* [EXERCISE DETAILS]
Copy out every line of the records below word for word, in the same order. Leave out the pictures.

--

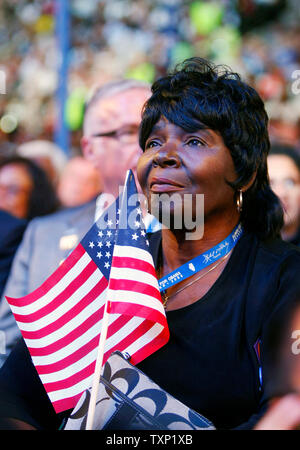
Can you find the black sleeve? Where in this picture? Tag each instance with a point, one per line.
(22, 395)
(272, 312)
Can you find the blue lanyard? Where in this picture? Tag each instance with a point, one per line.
(201, 261)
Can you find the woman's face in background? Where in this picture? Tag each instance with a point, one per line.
(15, 188)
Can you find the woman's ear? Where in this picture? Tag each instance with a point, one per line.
(249, 184)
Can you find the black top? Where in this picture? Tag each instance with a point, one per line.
(210, 362)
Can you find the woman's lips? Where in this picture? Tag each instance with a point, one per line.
(164, 185)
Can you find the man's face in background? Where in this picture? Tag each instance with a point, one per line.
(110, 138)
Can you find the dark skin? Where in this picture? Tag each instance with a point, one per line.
(176, 161)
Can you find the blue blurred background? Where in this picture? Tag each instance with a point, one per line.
(52, 54)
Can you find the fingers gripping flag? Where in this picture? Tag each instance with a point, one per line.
(61, 320)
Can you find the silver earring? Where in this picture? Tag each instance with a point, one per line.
(239, 202)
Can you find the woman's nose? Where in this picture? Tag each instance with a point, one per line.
(166, 156)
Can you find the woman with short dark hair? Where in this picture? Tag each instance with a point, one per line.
(26, 191)
(204, 131)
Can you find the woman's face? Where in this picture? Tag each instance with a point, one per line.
(15, 189)
(176, 161)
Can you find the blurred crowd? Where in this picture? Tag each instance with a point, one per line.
(142, 39)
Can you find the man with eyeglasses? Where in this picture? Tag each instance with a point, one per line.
(110, 142)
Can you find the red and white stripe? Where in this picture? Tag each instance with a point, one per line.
(61, 320)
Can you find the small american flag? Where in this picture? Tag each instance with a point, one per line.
(61, 320)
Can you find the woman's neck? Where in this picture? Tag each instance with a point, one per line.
(177, 250)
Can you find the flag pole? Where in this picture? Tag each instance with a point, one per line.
(100, 354)
(97, 373)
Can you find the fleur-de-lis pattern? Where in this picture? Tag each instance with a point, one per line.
(128, 400)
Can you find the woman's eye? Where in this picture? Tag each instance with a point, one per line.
(151, 144)
(195, 142)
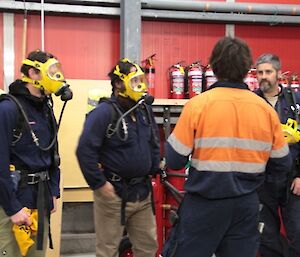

--

* [SOLUTION TO THIS TASK]
Can you find the black sleeve? Where in this picture? Tag each instance with a point, one per line.
(22, 395)
(272, 312)
Can you find the blue lanyard? Where in this picture? Tag each instance with a point, one per line.
(201, 261)
Can you find the woman's face in background? Where in this picture? Tag each instance with a point, one per line.
(15, 188)
Can you find the woman's ear? Where in this picture? Tag each instance with a point, one per line.
(249, 184)
Can you find the black top? Where in this picture? Tag each instance with a point, one per line.
(210, 362)
Can you find the woman's lips? Where in this picture? Tag each instance with a point, one per line.
(164, 185)
Can you find the man's face in background? Where in this picture? Tag each instance with a point, one per line.
(110, 138)
Can you find the dark skin? Where in this picture? Tag each instance with a point, one per line.
(176, 161)
Can you find the blue blurred background? Where in this picture? Tag each instance with a point, one per line.
(52, 54)
Can you find the fingers gripping flag? Where in this picture? Tag each instance with a point, one per line.
(61, 320)
Can you find the silver earring? Where in this picture? Tag each instance with a point, one per line.
(239, 202)
Can you find the woman's nose? Where in this picture? Tag each instance with a point, one per line.
(166, 156)
Can you find the woman with short dark hair? Where in this picture? Tag each instance with a point, one per line.
(26, 191)
(204, 131)
Can you find the woman's face? Where in this picture? Tag each instance with a point, one per line.
(15, 189)
(176, 161)
Can you find the blurred crowd? Where in this picture? Tag each instance with a point, one per line.
(142, 39)
Can you find the man with eyeglasses? Where in this picture? Tag each instance with a point, one per line.
(110, 142)
Can you find the red and white stripe? Where in this picture? Tag each instance with a point, one per line.
(61, 320)
Can you find the small american flag? Where in this picture? Tag each instance with a point, one per line.
(61, 320)
Can you find the woman's neck? Where in this picture? Tag each instance with a point, one per line.
(177, 250)
Can you find the flag pole? Where in this picture? Tag each instance with a point, one per line.
(100, 354)
(97, 373)
Can you find the fleur-de-lis pattern? Where in this picture? Tag each instance with a point, one per line.
(128, 400)
Can you find the woman's eye? Where in this picture? Tag each instance with a point, one per line.
(151, 144)
(195, 142)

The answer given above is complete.